**REQUIREMENT:** Copy out exactly the lines from the one containing "Target: blue sky" to the end of the records below, both included, and nothing else.

**RECORDS TO PROCESS:**
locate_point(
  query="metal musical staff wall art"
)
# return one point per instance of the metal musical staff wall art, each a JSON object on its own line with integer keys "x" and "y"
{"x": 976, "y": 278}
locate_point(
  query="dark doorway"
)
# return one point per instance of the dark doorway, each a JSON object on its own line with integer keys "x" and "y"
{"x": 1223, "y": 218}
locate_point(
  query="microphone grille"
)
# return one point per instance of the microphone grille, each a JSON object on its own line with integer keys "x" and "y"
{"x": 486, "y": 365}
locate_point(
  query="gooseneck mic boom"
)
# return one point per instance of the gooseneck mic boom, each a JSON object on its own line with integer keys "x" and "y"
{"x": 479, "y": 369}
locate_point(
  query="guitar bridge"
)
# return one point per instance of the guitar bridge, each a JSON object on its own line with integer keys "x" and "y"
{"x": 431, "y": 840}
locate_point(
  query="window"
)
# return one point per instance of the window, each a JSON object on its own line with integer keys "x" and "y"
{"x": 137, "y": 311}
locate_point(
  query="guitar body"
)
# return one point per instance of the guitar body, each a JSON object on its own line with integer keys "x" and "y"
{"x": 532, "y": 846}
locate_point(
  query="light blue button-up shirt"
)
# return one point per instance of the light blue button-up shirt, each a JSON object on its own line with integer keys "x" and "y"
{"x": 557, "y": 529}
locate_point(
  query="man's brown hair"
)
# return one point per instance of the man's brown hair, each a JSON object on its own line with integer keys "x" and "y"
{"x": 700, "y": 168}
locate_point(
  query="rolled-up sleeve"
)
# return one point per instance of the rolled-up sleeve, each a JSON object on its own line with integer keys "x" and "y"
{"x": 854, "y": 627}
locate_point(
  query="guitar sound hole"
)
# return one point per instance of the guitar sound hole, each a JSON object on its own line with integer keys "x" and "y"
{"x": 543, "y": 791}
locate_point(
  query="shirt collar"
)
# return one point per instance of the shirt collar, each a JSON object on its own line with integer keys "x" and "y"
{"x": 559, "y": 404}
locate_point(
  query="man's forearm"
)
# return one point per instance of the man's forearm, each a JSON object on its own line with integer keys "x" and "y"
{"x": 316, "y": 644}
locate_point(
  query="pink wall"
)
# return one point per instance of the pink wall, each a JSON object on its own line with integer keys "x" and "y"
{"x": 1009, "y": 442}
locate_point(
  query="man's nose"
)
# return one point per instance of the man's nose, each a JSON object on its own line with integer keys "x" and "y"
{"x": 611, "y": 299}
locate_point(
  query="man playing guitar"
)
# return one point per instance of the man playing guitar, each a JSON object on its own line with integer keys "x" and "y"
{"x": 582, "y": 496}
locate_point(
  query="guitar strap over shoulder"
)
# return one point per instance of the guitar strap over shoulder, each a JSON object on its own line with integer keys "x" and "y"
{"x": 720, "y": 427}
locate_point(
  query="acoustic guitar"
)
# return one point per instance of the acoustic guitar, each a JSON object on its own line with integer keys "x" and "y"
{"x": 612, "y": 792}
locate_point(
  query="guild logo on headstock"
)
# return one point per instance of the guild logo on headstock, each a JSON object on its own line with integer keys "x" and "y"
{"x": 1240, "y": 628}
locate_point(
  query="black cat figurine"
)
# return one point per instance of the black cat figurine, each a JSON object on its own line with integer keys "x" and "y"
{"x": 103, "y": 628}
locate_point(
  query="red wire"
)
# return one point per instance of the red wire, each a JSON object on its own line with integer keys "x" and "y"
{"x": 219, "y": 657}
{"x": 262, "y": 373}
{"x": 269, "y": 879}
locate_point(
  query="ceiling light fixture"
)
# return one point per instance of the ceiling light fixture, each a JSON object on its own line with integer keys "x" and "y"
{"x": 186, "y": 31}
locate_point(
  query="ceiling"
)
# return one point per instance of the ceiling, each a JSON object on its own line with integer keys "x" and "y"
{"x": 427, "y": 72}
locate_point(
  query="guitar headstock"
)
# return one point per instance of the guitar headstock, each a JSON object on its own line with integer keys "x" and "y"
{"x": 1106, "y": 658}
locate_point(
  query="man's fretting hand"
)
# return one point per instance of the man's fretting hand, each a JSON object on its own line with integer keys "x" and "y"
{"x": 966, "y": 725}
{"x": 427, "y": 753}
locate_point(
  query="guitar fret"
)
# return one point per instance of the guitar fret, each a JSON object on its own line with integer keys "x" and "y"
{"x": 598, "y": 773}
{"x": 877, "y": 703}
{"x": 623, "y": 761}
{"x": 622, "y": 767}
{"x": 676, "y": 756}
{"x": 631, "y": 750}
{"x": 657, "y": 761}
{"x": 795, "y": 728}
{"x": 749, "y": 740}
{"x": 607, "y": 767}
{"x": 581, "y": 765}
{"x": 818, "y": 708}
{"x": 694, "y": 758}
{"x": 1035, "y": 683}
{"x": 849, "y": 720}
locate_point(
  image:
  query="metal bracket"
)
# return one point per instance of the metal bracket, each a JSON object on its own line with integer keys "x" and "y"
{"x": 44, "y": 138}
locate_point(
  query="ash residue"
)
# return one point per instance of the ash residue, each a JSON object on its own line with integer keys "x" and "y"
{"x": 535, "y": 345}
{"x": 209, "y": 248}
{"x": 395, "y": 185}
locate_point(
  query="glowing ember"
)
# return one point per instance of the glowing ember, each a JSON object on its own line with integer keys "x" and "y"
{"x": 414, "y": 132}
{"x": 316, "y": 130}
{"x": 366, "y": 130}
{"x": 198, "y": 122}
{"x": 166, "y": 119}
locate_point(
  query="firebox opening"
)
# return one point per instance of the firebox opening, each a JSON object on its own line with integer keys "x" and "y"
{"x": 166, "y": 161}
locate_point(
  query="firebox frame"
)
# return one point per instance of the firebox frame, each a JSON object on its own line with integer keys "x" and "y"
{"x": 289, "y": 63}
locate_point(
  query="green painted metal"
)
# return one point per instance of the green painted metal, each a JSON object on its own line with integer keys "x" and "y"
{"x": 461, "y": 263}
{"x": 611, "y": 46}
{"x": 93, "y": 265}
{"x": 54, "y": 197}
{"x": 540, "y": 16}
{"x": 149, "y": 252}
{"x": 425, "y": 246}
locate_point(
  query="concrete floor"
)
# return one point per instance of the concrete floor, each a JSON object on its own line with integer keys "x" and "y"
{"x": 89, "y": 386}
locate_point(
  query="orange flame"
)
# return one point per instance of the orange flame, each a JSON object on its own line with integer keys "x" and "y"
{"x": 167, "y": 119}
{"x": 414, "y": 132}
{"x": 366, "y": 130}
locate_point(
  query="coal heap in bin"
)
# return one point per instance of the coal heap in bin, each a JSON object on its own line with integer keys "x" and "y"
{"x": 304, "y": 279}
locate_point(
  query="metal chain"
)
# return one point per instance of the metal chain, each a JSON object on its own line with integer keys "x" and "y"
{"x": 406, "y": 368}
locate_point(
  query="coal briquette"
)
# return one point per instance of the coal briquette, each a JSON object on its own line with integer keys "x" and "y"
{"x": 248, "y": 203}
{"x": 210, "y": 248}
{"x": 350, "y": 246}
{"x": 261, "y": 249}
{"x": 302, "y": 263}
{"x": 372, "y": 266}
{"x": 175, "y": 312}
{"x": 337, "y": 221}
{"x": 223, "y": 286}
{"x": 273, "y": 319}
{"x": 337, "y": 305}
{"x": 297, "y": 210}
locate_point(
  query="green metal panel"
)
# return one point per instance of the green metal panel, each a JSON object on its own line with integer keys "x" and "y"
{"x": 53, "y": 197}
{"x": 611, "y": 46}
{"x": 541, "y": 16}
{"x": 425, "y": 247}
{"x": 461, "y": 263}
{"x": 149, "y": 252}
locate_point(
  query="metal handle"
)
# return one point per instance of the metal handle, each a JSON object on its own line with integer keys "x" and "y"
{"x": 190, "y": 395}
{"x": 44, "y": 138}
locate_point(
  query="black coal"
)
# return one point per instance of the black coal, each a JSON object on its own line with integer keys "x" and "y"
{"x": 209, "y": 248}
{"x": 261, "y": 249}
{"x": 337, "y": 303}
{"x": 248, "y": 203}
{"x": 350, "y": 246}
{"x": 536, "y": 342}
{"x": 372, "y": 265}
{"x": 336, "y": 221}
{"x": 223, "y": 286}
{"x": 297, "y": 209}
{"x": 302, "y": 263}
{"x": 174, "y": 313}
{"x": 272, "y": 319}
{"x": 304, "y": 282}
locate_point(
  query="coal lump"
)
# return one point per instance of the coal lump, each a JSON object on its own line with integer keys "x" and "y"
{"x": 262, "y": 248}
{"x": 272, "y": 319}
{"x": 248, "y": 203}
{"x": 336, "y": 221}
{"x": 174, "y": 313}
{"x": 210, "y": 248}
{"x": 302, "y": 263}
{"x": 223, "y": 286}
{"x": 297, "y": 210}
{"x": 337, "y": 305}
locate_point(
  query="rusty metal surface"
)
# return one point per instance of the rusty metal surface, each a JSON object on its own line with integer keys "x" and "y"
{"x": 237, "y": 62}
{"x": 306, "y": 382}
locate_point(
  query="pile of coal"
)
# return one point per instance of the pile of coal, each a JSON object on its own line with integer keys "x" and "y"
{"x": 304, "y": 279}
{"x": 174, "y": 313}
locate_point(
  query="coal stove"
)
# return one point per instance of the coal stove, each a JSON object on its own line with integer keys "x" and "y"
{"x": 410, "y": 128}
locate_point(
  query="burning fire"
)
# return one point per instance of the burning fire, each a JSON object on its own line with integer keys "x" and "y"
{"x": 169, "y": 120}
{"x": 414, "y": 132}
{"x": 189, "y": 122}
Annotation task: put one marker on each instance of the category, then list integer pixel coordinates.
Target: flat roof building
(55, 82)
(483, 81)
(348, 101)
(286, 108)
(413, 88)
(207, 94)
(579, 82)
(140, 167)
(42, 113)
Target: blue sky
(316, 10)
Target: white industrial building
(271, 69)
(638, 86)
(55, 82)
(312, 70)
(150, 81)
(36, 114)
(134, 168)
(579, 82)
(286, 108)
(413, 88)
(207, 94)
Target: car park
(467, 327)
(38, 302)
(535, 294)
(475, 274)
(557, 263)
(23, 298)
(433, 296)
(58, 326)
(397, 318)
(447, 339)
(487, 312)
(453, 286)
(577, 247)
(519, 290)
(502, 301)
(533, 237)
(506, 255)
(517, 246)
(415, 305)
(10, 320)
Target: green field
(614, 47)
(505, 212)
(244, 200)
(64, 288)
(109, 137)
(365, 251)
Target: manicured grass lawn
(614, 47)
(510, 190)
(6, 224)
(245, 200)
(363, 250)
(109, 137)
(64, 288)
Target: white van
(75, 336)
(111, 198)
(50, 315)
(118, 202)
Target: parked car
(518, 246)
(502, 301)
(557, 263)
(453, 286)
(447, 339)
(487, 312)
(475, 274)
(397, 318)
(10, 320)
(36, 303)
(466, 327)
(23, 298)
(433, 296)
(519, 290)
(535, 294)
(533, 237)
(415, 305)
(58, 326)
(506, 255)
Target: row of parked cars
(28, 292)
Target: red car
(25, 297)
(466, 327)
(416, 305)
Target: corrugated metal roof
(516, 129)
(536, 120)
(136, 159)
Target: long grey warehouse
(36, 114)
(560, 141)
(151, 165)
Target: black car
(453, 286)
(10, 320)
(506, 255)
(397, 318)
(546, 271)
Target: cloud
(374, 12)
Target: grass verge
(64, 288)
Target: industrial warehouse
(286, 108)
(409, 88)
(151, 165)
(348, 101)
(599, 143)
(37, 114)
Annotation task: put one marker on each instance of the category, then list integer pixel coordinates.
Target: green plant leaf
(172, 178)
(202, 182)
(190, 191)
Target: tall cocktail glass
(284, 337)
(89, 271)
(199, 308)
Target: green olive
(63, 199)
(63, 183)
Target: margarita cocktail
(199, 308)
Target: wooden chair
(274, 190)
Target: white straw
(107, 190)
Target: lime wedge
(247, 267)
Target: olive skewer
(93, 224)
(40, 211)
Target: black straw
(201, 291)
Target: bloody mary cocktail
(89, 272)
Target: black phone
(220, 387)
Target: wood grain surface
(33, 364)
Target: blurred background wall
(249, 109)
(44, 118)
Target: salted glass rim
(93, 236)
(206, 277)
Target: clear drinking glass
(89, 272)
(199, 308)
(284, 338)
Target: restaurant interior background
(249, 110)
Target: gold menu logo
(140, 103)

**TASK SOLUTION:**
Target: blue sky
(316, 10)
Target: white industrial building
(271, 69)
(638, 86)
(55, 82)
(312, 70)
(150, 81)
(36, 114)
(134, 168)
(579, 82)
(286, 108)
(413, 88)
(207, 94)
Target: car park
(467, 327)
(38, 302)
(535, 294)
(475, 274)
(557, 263)
(23, 298)
(433, 296)
(58, 326)
(397, 318)
(447, 339)
(487, 312)
(453, 286)
(577, 247)
(519, 290)
(502, 301)
(533, 237)
(506, 255)
(517, 246)
(415, 305)
(10, 320)
Target: green field
(614, 47)
(505, 212)
(244, 200)
(64, 288)
(109, 137)
(365, 251)
Target: manicured grass lawn
(614, 47)
(510, 190)
(6, 224)
(245, 200)
(363, 250)
(109, 137)
(64, 288)
Target: white van
(75, 336)
(111, 198)
(50, 315)
(118, 202)
Target: parked car
(518, 246)
(502, 301)
(557, 263)
(453, 286)
(447, 339)
(487, 312)
(475, 274)
(397, 318)
(10, 320)
(36, 303)
(466, 327)
(23, 298)
(433, 296)
(519, 290)
(535, 294)
(533, 237)
(415, 305)
(58, 326)
(506, 255)
Target: row of parked cars
(28, 292)
Target: red car
(25, 297)
(466, 327)
(416, 305)
Target: corrugated metal roof
(516, 129)
(536, 120)
(136, 159)
Target: long grey warehouse
(36, 114)
(560, 141)
(151, 165)
Target: black car
(453, 286)
(10, 320)
(506, 255)
(397, 318)
(546, 271)
Target: cloud
(374, 12)
Target: grass verge
(64, 288)
Target: industrial warehouse
(286, 108)
(409, 88)
(151, 165)
(348, 101)
(599, 143)
(37, 114)
Annotation task: put one marker on each instance of the category, then list integer pixel coordinates.
Target: green plant leaf
(172, 178)
(202, 182)
(190, 191)
Target: tall cocktail glass
(284, 337)
(89, 271)
(199, 308)
Target: green olive
(63, 199)
(63, 183)
Target: margarita cocktail
(199, 308)
Target: wooden chair
(274, 190)
Target: white straw
(107, 190)
Target: lime wedge
(247, 267)
Target: olive skewer
(93, 224)
(40, 211)
Target: black straw
(201, 291)
Target: bloody mary cocktail
(89, 272)
Target: black phone
(220, 387)
Target: wood grain surface
(33, 364)
Target: blurred background wall
(249, 109)
(44, 118)
Target: salted glass rim
(93, 236)
(206, 277)
Target: clear drinking glass
(89, 272)
(199, 308)
(284, 338)
Target: restaurant interior background
(249, 110)
Target: gold menu logo
(140, 103)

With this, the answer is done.